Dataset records
▼

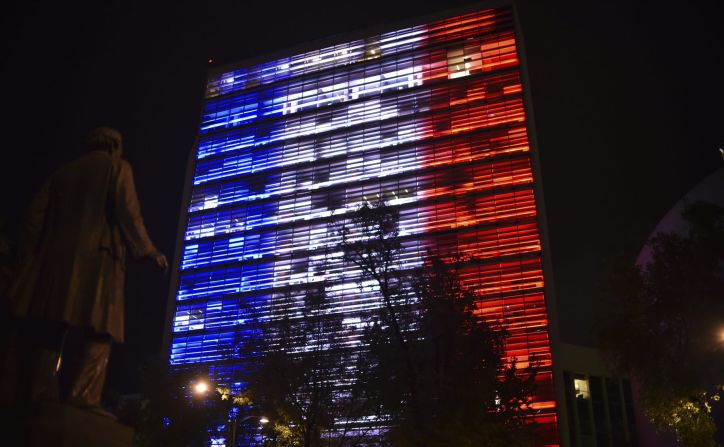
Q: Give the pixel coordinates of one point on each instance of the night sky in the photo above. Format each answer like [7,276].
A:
[628,100]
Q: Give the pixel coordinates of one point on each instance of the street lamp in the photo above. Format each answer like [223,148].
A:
[201,387]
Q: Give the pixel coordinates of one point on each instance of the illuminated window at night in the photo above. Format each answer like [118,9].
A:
[580,385]
[429,118]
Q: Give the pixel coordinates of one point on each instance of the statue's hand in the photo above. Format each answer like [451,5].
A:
[159,259]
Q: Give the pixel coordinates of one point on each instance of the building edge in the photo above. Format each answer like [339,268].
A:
[549,288]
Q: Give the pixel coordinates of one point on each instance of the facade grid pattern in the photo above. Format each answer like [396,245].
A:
[429,118]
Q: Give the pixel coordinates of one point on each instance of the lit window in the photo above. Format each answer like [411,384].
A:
[581,387]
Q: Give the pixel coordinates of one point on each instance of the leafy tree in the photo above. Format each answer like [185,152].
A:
[667,327]
[169,413]
[435,367]
[303,376]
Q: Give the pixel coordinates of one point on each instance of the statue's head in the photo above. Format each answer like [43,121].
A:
[105,139]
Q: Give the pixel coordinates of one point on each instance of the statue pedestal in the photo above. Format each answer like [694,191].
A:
[66,426]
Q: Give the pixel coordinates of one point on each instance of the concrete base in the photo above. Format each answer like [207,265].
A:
[66,426]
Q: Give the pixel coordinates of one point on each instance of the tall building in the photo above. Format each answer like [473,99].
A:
[432,118]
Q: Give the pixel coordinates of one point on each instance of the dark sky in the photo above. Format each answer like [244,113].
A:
[628,100]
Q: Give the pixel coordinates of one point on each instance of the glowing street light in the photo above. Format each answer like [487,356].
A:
[201,387]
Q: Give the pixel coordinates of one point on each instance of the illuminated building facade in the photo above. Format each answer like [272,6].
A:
[430,118]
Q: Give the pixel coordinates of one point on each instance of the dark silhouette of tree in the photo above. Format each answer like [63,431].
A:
[434,368]
[169,413]
[666,331]
[303,375]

▲

• **TASK BRIEF**: Return every entry above word for word, and include no images.

• **THE ANSWER**:
Q: Give the pixel coordinates of one point on each instance of the night sky in the photo above. Format each answer like [7,276].
A:
[628,100]
Q: Give the pixel coordinates of one point on each instance of the street lamp in the photo above. Format each answer like [223,148].
A:
[201,387]
Q: Give the pixel coordinates of one point on each instance of the illuminated window at night in the photo above. Format each answer like [118,9].
A:
[580,385]
[429,118]
Q: Give the pixel coordinates of one point on each instance of the statue's hand in the photo above. Format each answer like [451,5].
A:
[159,259]
Q: Give the pixel coordinates of one point on each instance of the building edge in the photo above. Format each answer like [339,268].
A:
[549,288]
Q: Give the pixel coordinates of one point on each instance of the facade grid pattern in the photo above. Format each answer like [396,245].
A:
[429,118]
Q: Give the pixel coordinates of one point on each instance of the lit window in the photo above. Format each answer like [411,384].
A:
[581,387]
Q: Give the pixel coordinates of one point on each instance of the leafy tree in the photo above. Format each answer like [185,152].
A:
[667,327]
[169,413]
[435,367]
[303,376]
Q: Give the pixel coordinates of one point on each instance of the statue's head in the photo above. Format each answer like [43,121].
A:
[105,139]
Q: Give the pixel coordinates of one point on each instance of the statue pedestal in the photo above. Format each answer like [694,191].
A:
[66,426]
Q: Give the pixel coordinates of one point on each instance of the concrete base in the photo above. Format each answer like [207,265].
A:
[66,426]
Q: Give the pixel coordinates of one point on each instance of the tall building in the photo above. Format each answer like [473,99].
A:
[432,118]
Q: Give the pixel coordinates of one point on each instance of the dark sky in the photo above. Format each answer like [244,113].
A:
[628,100]
Q: Give the pixel coordinates of one point on each instance of the glowing street light in the photo above. Format each answer like [487,356].
A:
[201,387]
Q: Give the pixel coordinates of one point on each instance of the illuminated building facade in the photo above. Format each answer like [272,6].
A:
[430,118]
Q: Give the pixel coordinates of one point on each instance of the dark silhouette of tree in the photo above. Format each answer like [63,431].
A:
[434,368]
[169,413]
[666,331]
[303,375]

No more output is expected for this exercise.